Set task =
Would you copy the material below word for word, keeping every line?

╭─ Exercise inputs

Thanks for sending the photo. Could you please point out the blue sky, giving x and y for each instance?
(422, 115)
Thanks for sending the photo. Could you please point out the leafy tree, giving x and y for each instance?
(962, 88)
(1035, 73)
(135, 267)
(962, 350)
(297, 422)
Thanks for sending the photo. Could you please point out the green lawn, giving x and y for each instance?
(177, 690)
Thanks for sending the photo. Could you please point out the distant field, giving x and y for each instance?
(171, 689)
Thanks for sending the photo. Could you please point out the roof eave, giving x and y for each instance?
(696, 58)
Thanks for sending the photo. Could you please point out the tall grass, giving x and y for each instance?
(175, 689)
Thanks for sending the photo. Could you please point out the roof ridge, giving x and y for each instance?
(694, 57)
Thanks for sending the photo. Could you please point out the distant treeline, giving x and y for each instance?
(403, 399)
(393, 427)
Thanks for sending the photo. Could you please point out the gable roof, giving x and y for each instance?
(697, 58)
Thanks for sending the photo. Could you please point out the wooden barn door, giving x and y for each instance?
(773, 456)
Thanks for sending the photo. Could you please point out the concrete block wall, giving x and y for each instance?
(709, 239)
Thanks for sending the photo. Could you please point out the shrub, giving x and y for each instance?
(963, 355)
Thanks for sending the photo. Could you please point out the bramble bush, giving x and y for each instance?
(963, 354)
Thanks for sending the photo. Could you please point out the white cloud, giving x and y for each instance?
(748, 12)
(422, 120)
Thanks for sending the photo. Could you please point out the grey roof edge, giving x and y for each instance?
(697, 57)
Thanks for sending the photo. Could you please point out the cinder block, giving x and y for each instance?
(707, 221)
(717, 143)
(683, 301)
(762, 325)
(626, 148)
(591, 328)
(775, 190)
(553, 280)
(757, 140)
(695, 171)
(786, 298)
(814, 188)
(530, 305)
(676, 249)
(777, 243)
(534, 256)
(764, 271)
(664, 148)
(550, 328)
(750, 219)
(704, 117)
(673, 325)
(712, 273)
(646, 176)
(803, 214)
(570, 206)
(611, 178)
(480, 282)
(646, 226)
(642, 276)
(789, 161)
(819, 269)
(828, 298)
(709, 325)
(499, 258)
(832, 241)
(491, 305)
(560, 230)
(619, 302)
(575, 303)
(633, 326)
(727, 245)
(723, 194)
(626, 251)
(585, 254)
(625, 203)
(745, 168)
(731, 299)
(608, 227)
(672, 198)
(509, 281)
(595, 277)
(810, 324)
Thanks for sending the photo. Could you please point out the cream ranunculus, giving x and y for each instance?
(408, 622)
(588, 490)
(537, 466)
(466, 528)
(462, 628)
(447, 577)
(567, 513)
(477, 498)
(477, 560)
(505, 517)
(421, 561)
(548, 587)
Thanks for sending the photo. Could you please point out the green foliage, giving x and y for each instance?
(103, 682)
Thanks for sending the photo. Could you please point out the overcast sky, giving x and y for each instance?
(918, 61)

╰─

Response =
Thanks for sending the photo. Could you please point out the blue sky, giving x and y for each instance?
(422, 115)
Thanks for sending the photo. Could you please point out the leafy tree, giving x and y for each instance?
(962, 88)
(1035, 73)
(135, 267)
(962, 350)
(297, 422)
Thanks for sending the photo. Could you please point out the green lawn, giving x and y for each instance?
(177, 690)
Thanks for sending the photo. Could you please point out the distant field, giving x and y for each instance?
(171, 689)
Thanks for sending the photo. Could you please point out the roof eave, giving x and y for each instance?
(696, 58)
Thanks for sending the photo. Could you please point out the tall grass, giving x and y for each instance?
(175, 689)
Thanks for sending the photo. Could you please point out the roof ridge, giving x and y for each instance?
(694, 57)
Thanks for sending the photo. Could you please point out the distant treeline, giving x and y for each instance?
(403, 399)
(393, 427)
Thanks for sending the photo. Could you please point out the gable roof, giving x and y for each instance?
(697, 58)
Thanks for sending the photo. Could you please point out the wooden barn door, giving x and y for each instance?
(773, 456)
Thanks for sending the photo. Could you please point out the concrete block wall, giving x and y for each instance?
(709, 239)
Thanks for sending the photo. Could you please point out the shrub, giving x and y for each instance?
(963, 355)
Thanks for sending the photo. Could you please point out the bramble bush, giving x and y for each instance?
(963, 354)
Thanks for sending the photo. Could you please point out the white cloud, giving x and y for each instance?
(748, 12)
(422, 120)
Thanks for sending the photo. Could you please point out the grey roof edge, giving x and y for each instance?
(697, 57)
Thanks for sending the photo. Could you please point out the cinder block, giving x and y for each instance?
(707, 221)
(717, 143)
(683, 301)
(762, 325)
(626, 148)
(591, 328)
(775, 190)
(553, 280)
(757, 140)
(695, 171)
(786, 298)
(814, 188)
(530, 305)
(676, 249)
(777, 243)
(534, 256)
(764, 271)
(664, 148)
(550, 328)
(750, 219)
(704, 117)
(673, 325)
(712, 273)
(646, 176)
(803, 214)
(570, 206)
(611, 178)
(480, 282)
(646, 226)
(642, 276)
(789, 161)
(819, 269)
(828, 298)
(709, 325)
(499, 258)
(832, 241)
(491, 305)
(560, 230)
(619, 302)
(575, 303)
(633, 326)
(727, 245)
(723, 194)
(626, 251)
(585, 254)
(625, 203)
(745, 168)
(731, 299)
(608, 227)
(672, 198)
(509, 281)
(595, 277)
(810, 324)
Thanks for sending the photo. Could you please point out the cream ranunculus, giving x and y for each instance?
(408, 622)
(588, 490)
(537, 466)
(466, 528)
(462, 628)
(447, 577)
(567, 513)
(477, 498)
(477, 560)
(505, 517)
(421, 561)
(548, 587)
Thanks for sending the photo. Could you please point out the green foliage, giving x and y for each instance?
(103, 682)
Thanks for sending the photo. Could you please point out the overcast sky, giving x and y for each instance?
(918, 61)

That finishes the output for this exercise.